▸ Reading text:
———

JUDGE'S REPORT FROM THE SECOND HEARING, JUDGE MASSIMO RICCARELLI, NOVEMBER 30, 2007


Here are the released extracts from the second hearing for the suspects, Judge Massimo Riccarelli presiding, back in November 2007:


Nick Pisa wrote:
Amanda Knox 'crafty and cunning' judge says

The American girl suspected of murdering British student Meredith Kercher is “crafty and cunning” and could reoffend, an Italian judge has said.

Amanda Knox, who calls herself Foxy Knoxy, is “unattached to reality” and her alleged role in the killing was “by no means secondary”, it was claimed.

Judge Massimo Riccrelli gave the damning characterisation of the 20-year-old in a report in which he outlined why he refused bail to her and her boyfriend, Raffaele Sollecito.


He said the "severity of the proof to hand legitimised the custodial measure applied to the pair who are accused of murder and sexual violence."

The pair are accused of killing British exchange student Miss Kercher at the Perugia flat she shared with Knox on November 2.

The 21-year-old, from Coulsdon, south London, was found semi-naked and with her throat cut in the bedroom of their apartment and police believe she was killed after refusing to take part in an "extreme" sex game.

Judge Riccarelli wrote, in the conclusion to a report released four days after the suspects’ bail bid was turned down, Knox was "privy of any refraining inhibitions and could reoffend."

"From the reconstruction there is the concrete possibility of reoffending and the [alleged] role of Amanda Knox was by no means secondary," he wrote.

The judge described her as "crafty and cunning" with a "multi-faced personality, unattached to reality with an elevated, one would say fatal capacity" to repeat her offence.

"To conclude I have to impose a custodial measure."

He also said that Miss Kercher was killed by more than one person and by someone who knew her well.

The judge wrote: "There is also the very real probability that this murder was committed by more than one person – the injuries suffered by Meredith suggest more than one culprit.

"The fact that there was no sign of forced entry also strengthens the theory that Meredith was killed by someone she knew.

———

▸ Data shown:
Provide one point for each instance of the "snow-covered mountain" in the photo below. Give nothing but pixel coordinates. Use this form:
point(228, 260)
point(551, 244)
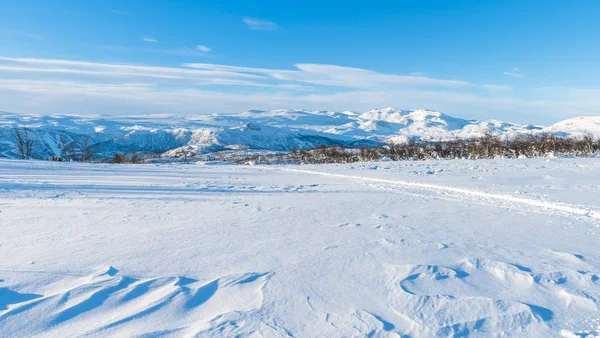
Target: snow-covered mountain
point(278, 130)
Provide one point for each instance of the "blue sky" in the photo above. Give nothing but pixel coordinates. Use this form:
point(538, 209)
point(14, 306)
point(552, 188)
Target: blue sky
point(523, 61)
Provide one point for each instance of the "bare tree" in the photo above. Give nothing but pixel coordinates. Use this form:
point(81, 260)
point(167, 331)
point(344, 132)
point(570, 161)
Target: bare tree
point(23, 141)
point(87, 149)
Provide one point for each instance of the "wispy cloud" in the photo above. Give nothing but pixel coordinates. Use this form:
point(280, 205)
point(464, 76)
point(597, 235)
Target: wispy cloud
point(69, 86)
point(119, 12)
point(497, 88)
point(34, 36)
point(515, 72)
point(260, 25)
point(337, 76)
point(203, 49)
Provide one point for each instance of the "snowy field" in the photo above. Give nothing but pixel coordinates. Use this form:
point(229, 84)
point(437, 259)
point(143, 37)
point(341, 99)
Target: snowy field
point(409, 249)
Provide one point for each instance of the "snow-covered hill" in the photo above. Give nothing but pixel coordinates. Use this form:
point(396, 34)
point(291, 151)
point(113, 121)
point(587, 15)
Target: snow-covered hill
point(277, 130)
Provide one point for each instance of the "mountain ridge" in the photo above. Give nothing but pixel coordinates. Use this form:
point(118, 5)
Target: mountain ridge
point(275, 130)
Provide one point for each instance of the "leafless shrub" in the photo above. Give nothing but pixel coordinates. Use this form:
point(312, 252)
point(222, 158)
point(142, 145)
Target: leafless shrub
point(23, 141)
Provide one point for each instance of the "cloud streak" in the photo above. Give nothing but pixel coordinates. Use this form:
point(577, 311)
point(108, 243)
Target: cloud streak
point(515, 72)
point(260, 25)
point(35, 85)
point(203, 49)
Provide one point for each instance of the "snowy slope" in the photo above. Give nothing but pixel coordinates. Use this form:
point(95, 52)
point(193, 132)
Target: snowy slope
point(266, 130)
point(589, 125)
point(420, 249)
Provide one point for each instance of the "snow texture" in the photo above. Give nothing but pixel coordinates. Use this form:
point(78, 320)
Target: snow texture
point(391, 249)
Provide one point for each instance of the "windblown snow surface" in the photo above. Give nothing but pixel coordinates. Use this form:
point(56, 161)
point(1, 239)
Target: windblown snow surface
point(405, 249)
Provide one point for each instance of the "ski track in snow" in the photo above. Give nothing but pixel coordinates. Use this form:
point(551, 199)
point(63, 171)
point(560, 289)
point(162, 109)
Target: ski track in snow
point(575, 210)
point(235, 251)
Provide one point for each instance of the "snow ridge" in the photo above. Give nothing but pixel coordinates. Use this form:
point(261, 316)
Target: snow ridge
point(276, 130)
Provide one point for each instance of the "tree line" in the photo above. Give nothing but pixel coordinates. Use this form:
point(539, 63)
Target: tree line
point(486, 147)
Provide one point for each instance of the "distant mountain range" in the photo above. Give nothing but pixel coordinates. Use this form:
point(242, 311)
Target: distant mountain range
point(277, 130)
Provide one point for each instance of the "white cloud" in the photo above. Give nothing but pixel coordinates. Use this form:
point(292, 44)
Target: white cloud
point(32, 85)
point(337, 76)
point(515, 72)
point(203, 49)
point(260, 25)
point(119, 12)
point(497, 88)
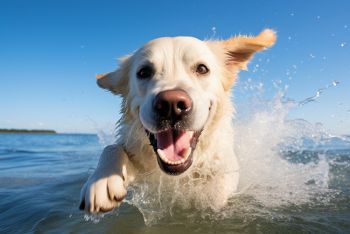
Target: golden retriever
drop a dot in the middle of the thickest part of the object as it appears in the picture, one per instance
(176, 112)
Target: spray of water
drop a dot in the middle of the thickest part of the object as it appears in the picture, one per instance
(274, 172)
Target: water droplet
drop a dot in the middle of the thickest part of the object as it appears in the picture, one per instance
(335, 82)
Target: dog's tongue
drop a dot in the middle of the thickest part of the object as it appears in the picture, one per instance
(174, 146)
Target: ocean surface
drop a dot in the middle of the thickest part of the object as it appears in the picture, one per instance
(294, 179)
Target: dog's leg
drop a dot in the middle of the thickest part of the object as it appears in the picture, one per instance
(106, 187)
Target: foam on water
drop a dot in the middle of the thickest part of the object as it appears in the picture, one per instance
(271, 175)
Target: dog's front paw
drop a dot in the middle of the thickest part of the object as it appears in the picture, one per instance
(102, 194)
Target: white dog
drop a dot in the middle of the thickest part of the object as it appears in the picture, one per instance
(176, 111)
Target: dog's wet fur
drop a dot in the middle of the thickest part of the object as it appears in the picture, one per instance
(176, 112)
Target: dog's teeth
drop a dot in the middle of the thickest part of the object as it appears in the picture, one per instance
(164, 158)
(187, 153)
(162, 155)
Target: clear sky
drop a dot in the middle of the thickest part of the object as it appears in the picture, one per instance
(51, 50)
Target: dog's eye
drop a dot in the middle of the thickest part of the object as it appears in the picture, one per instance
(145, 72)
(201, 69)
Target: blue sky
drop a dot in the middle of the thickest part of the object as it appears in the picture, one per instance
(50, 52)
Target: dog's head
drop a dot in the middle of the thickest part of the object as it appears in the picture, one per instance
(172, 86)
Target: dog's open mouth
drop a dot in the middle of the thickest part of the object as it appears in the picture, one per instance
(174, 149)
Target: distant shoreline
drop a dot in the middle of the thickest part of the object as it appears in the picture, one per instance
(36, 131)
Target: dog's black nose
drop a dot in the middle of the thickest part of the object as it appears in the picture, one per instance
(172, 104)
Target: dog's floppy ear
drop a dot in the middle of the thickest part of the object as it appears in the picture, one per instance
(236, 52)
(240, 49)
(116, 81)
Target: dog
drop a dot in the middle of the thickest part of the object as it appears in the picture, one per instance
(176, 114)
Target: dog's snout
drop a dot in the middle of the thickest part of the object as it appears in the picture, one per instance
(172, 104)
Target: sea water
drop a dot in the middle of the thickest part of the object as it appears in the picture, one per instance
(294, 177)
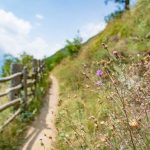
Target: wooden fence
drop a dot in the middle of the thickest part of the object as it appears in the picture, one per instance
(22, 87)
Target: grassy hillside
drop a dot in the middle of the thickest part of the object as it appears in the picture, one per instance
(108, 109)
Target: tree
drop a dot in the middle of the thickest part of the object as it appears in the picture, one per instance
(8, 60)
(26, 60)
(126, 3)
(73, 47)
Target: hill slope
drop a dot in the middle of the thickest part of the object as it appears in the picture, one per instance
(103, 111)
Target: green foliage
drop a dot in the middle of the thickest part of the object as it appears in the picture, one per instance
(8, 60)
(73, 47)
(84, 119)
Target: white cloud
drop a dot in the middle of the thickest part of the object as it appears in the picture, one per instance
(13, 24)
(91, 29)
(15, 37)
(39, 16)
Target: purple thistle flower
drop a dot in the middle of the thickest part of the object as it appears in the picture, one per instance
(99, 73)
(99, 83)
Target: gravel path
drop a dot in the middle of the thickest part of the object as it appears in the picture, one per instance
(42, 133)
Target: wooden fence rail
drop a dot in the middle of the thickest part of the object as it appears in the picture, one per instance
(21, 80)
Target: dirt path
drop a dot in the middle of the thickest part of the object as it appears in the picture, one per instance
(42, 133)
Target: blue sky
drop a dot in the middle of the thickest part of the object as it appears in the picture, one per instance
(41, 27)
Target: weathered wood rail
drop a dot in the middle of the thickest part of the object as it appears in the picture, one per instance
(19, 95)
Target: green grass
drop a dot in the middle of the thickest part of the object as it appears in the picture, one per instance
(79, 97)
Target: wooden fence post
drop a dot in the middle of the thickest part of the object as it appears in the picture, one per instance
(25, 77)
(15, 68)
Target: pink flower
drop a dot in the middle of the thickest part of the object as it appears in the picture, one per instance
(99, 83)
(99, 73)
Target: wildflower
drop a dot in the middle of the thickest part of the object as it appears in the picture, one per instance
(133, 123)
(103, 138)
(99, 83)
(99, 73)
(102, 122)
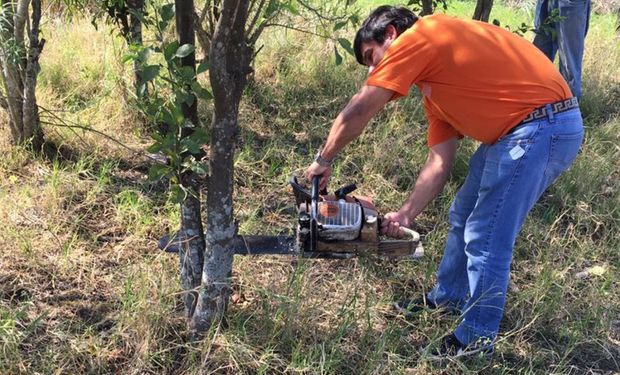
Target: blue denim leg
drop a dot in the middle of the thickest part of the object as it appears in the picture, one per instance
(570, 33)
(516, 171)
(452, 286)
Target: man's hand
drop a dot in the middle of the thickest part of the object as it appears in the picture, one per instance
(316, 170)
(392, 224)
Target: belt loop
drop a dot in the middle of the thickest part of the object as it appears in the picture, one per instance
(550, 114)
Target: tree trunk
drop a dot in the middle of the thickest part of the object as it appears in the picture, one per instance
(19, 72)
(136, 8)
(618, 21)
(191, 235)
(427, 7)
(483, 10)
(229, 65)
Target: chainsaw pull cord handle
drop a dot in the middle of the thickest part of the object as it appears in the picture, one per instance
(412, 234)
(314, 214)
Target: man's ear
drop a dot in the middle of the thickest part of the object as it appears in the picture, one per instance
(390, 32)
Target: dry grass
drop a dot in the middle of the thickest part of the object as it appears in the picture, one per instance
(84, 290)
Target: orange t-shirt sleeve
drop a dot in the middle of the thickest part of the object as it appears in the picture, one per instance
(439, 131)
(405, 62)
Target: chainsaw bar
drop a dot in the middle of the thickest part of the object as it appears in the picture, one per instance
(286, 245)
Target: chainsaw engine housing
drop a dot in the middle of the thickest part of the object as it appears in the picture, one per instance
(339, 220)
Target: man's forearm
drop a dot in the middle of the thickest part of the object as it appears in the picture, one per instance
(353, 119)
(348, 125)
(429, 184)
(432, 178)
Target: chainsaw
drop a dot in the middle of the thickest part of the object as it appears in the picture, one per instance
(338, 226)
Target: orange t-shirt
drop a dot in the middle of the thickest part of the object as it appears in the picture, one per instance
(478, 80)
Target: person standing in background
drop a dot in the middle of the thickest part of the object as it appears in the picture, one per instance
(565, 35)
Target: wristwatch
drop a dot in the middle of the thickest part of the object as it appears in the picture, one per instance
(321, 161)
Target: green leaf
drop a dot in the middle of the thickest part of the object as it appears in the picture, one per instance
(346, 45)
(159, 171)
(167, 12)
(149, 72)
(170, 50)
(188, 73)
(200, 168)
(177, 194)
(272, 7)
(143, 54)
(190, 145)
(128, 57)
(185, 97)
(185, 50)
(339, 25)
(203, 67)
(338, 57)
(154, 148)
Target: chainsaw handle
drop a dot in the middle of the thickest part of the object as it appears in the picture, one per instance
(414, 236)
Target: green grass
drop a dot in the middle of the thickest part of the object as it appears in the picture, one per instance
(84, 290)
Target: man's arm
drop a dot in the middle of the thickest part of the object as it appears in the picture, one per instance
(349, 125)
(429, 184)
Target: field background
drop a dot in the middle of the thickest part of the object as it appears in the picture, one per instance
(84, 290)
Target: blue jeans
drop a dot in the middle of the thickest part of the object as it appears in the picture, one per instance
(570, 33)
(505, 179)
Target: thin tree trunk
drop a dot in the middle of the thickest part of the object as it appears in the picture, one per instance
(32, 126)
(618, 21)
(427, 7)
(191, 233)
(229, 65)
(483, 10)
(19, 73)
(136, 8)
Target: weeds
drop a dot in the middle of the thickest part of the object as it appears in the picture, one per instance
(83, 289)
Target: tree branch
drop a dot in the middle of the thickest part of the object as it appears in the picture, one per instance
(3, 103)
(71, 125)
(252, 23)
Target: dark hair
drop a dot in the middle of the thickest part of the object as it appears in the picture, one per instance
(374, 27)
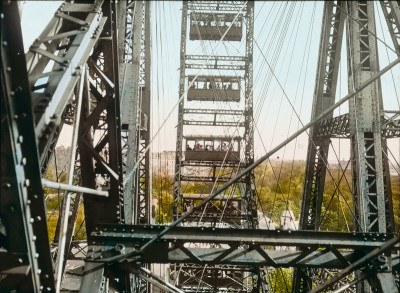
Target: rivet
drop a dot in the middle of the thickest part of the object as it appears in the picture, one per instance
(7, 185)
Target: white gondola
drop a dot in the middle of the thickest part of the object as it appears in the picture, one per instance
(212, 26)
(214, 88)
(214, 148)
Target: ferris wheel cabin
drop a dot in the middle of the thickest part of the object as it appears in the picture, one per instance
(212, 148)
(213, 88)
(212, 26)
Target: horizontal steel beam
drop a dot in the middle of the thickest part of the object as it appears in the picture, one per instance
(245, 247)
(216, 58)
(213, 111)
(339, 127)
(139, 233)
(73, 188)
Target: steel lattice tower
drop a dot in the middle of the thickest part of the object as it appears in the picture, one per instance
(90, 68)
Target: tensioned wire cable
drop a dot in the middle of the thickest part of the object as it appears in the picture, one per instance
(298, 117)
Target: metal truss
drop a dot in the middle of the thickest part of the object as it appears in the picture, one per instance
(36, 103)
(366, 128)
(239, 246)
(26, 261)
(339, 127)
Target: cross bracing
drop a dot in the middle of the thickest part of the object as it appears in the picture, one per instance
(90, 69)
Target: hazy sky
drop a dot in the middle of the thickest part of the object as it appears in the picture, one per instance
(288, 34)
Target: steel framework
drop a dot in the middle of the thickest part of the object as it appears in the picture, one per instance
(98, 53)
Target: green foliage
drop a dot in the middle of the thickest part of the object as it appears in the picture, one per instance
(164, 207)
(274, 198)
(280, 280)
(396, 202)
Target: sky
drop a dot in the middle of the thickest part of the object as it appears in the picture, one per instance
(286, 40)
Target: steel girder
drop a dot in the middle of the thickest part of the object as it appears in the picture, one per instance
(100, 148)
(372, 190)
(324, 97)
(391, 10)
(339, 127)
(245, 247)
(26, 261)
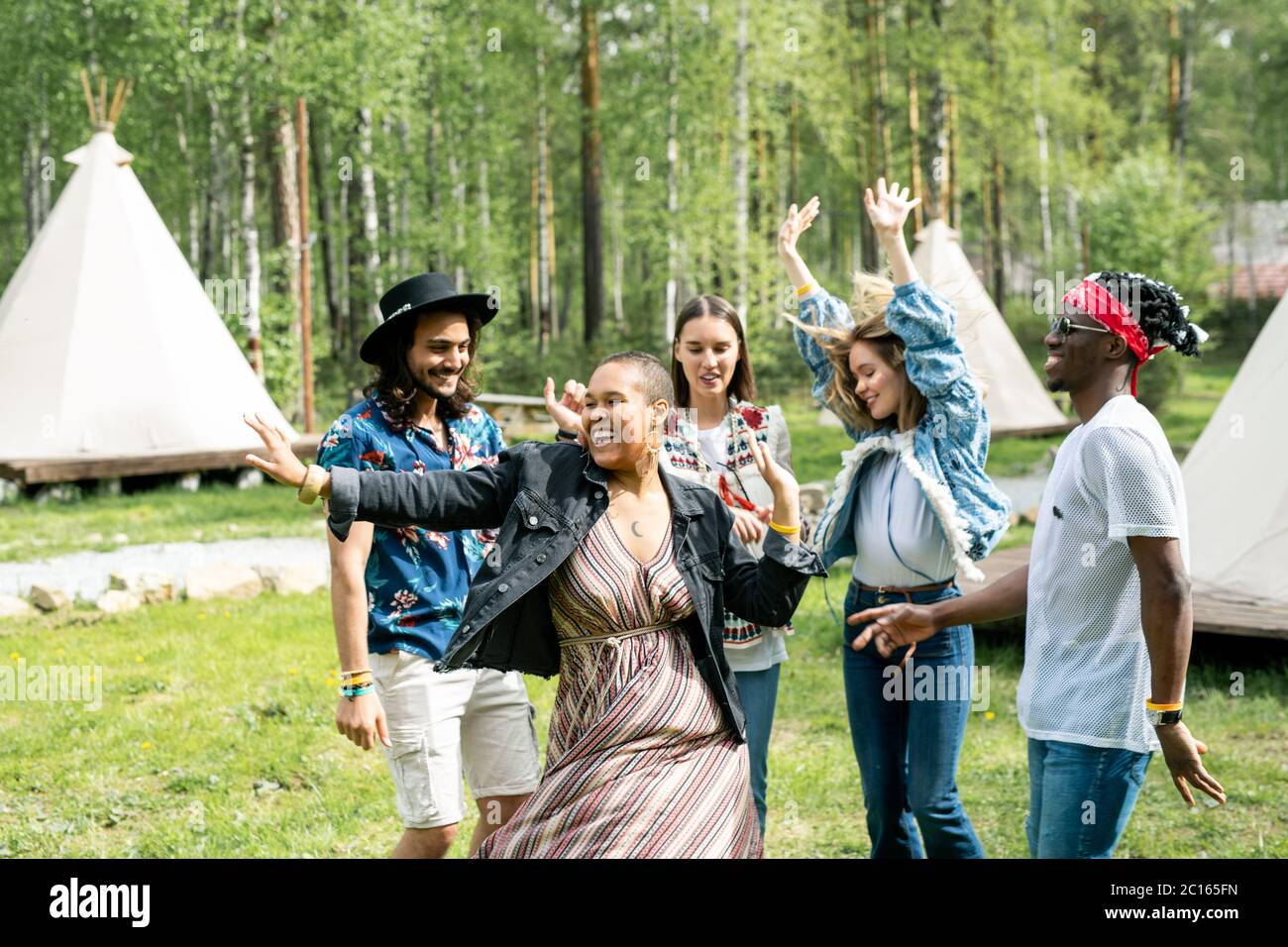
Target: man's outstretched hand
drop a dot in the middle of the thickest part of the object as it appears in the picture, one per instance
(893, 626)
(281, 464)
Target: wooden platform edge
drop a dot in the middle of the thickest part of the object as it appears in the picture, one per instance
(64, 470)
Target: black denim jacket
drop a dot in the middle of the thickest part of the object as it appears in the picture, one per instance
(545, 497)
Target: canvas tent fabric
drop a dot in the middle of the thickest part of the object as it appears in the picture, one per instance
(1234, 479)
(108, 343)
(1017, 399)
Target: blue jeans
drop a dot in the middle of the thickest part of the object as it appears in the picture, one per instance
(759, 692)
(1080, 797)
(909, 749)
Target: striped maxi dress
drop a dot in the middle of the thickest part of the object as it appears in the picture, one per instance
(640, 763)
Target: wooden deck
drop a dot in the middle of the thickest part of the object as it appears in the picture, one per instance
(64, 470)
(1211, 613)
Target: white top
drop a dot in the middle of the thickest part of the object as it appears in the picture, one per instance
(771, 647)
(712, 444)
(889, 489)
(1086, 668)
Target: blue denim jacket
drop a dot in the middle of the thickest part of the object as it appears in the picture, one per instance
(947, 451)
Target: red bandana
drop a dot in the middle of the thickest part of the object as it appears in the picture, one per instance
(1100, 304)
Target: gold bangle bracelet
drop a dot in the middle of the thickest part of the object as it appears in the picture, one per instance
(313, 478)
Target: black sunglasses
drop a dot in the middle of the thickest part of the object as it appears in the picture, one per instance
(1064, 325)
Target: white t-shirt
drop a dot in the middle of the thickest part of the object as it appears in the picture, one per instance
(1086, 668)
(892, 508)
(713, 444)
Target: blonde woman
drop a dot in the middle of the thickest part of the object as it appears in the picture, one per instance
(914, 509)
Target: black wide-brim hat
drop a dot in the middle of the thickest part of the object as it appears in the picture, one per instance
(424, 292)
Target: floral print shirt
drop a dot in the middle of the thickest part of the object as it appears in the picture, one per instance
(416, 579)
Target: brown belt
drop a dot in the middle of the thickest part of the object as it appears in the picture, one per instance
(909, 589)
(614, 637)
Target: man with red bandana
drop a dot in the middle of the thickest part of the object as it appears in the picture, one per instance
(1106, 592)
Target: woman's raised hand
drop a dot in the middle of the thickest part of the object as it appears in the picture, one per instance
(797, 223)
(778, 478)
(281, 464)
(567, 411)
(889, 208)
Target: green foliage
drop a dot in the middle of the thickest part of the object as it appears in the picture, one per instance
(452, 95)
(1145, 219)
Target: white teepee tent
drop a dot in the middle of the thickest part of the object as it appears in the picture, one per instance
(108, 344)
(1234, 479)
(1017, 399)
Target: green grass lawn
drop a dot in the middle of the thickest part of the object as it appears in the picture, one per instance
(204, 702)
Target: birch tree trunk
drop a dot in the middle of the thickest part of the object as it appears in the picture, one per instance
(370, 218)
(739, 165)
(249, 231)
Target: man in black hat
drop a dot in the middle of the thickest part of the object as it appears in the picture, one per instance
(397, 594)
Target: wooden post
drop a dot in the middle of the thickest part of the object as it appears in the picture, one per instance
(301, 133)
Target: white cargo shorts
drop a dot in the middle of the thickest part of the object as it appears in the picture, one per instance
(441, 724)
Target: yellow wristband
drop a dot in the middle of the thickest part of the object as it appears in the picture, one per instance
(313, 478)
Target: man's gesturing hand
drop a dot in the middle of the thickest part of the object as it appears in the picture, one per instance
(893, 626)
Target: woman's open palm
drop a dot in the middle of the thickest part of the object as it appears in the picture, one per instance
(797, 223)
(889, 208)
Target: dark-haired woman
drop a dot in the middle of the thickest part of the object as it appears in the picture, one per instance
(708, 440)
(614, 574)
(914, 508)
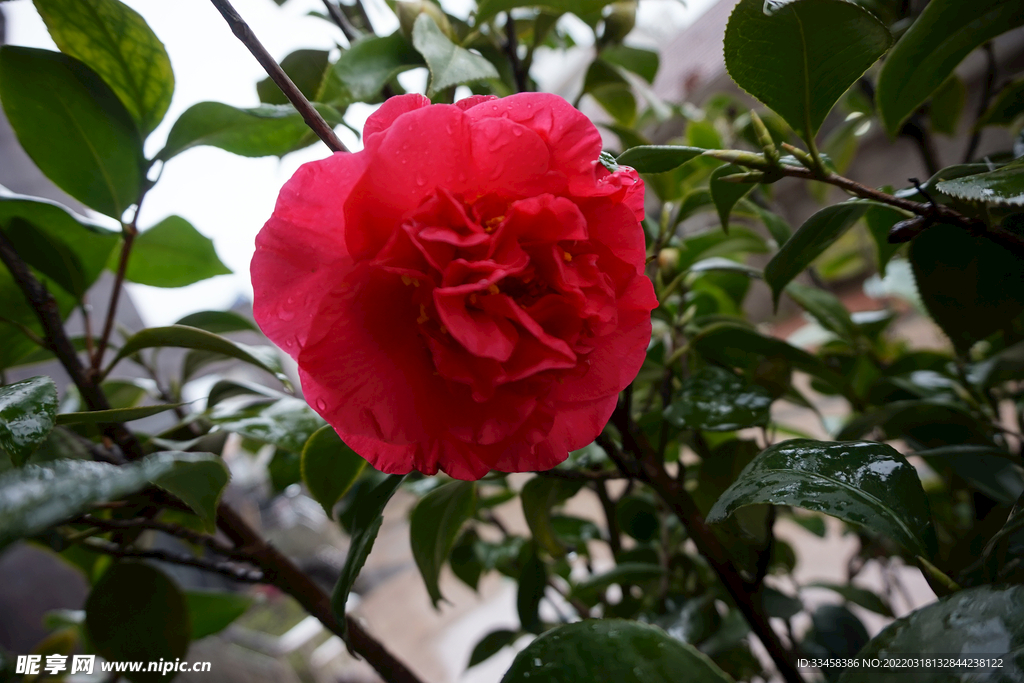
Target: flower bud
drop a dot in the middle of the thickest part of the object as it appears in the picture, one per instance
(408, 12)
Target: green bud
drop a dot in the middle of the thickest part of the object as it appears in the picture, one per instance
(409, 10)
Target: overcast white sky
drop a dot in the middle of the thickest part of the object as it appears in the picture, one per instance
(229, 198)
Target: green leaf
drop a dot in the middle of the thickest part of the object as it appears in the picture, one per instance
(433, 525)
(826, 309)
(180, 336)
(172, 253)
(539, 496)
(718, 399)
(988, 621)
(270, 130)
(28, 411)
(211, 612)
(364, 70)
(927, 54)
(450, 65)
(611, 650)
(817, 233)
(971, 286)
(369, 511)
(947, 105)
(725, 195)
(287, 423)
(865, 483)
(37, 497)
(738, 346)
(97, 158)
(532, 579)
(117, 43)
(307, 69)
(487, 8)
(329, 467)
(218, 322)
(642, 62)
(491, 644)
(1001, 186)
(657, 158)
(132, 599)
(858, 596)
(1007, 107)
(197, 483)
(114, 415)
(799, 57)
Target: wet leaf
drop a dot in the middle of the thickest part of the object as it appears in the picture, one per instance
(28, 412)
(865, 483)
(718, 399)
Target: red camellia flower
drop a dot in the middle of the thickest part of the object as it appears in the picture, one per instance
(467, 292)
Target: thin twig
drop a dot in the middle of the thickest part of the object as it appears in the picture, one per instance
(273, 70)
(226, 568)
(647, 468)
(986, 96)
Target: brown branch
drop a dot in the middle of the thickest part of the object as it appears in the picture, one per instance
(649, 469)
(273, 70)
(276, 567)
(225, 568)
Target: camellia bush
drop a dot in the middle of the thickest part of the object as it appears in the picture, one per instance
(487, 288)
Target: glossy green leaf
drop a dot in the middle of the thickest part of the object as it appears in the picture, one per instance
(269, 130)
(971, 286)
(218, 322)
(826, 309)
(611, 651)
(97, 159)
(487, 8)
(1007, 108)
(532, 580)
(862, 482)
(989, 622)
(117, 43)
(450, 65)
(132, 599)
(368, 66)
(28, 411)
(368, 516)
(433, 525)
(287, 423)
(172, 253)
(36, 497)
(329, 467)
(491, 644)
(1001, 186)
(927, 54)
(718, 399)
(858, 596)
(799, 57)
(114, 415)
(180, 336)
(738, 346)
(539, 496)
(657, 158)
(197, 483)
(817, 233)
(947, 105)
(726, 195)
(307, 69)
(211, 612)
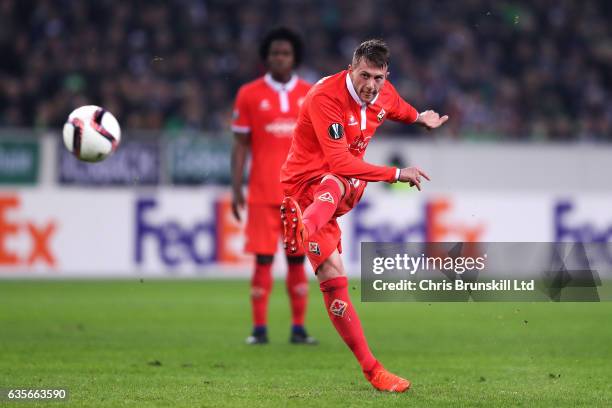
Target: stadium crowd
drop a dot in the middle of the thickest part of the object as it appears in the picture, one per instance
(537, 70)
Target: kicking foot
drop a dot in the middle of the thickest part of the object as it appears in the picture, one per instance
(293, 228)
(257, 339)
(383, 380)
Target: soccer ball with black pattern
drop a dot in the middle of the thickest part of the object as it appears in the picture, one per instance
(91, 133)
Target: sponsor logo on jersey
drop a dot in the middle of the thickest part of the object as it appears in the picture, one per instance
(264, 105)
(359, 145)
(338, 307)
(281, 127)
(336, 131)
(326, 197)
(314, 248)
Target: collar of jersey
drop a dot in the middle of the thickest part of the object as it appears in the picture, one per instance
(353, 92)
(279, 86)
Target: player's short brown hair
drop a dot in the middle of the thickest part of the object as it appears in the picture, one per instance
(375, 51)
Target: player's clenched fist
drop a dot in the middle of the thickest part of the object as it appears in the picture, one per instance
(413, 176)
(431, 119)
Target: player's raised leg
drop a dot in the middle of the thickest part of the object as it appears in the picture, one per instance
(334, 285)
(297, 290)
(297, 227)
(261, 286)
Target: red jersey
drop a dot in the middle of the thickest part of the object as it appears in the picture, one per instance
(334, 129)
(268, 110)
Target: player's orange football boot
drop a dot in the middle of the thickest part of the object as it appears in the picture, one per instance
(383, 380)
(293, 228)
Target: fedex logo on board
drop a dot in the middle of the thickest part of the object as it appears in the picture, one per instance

———

▸ Task instructions:
(1) Answer these questions from the text on the second hearing, marking each answer with the same letter.
(a) What age does the text give for Amanda Knox?
(b) Where was Meredith Kercher killed, according to the text?
(c) How many days after the bail bid was turned down was the judge's report released?
(2) Copy the text on the second hearing word for word, starting at "Judge Riccarelli wrote, in" and continuing up to and including "repeat her offence.".
(3) Write what comes next in the text on the second hearing, beginning right after its last sentence.

▸ Answers by item number:
(1)
(a) 20
(b) At the Perugia flat she shared with Knox
(c) Four days

(2)
Judge Riccarelli wrote, in the conclusion to a report released four days after the suspects’ bail bid was turned down, Knox was "privy of any refraining inhibitions and could reoffend."

"From the reconstruction there is the concrete possibility of reoffending and the [alleged] role of Amanda Knox was by no means secondary," he wrote.

The judge described her as "crafty and cunning" with a "multi-faced personality, unattached to reality with an elevated, one would say fatal capacity" to repeat her offence.

(3)
"This element suggest that the murderer did not need to use any violence to enter maybe because they had keys or maybe because the door was opened by the victim."

Meanwhile it was confirmed that fourth suspect Rudy Hermann Guede would be extradited from Germany to Italy today arriving in Rome on a flight from Frankfurt.

Officers from Interpol would travel with him and then Guede, 20, would be handed over to officers from the Perugia Flying Squad led by Giacinto Profazio.

Before leaving Germany Guede, who has joint Italian and Ivory Coast citizenship, was visited in prison by his father Roger, who he has not seen for four years and his legal team.

He told his lawyer Nicodemo Gentile: "I want to come back to Italy as quickly as possible so I can tell everything I know.

"I want to identify Meredith’s killer. I saw him and I can recognise him. He was not alone, someone else was with him."

After returning to Perugia, Mr Gentile said in his Perugia office: “Rudy stressed to his father and us that he had nothing to do with Meredith Kercher’s murder.

"He said that he had been with Meredith and that they had kissed. He said that he then felt ill and went into the bathroom with his ipod on.

"He heard someone come in and then he heard Meredith shouting. He said that when he came out he saw an Italian shorter than him who had a knife and who attacked him and injured him.

"Rudy fled the scene because he was scared but before he did he tried to help Meredith."

Once back in Perugia he will be questioned by judge Claudia Matteini and Perugia prosecutor Giuliano Mignini.

Mr Mignini is also due to re-interview computer studies student Sollecito. Both he and Knox have been held in Perugia’s Capanne jail for a month.



THE DAILY TELEGRAPH


PHOEBE NATANSON and ANN WISE for ABC wrote:
Judge Believes 'Group' Involved in Perugia Murder

In New Documents Judges Describe 'Group Participation' in Student's Murder


Chilling new evidence in the investigation into whether American student Amanda Knox took part in the murder of her college roommate indicates that more than one person was involved in what the court described as a "ferocious" assault.

(AP Photo )Newly filed court papers in Perugia, Italy, obtained by ABCNEWS.com, cite a neighbor who heard bloodcurdling screams the night of the Nov. 1 murder, followed by the sound of footsteps from several people running away.

The papers were filed this week by a three-judge panel to keep Ivory Coast native Rudy Hermann Guede in jail on suspicion of murder. The court had previously ruled that Knox and her boyfriend Raffale Sollecito were also to remain behind bars while the investigation continued.

Knox and Sollecito have claimed they were not in the house at the time of the murder, but in an 18-page court document regarding Guede, the judges summarize the evidence so far, noting that it confirms "the presence of more than one person in that house at the time Meredith was killed."

A key piece of evidence is testimony by a neighbor who said she heard terrible screaming come from the house on via della Pergola on the night of the murder. The neighbor told police she also heard the sound of hurried footsteps from a number of people running from the house "right after the tragic ending of the evening."

This is confirmation, the judges wrote, of "a group participation in the ferocious criminal act, that cannot be considered in passive terms for any of those present."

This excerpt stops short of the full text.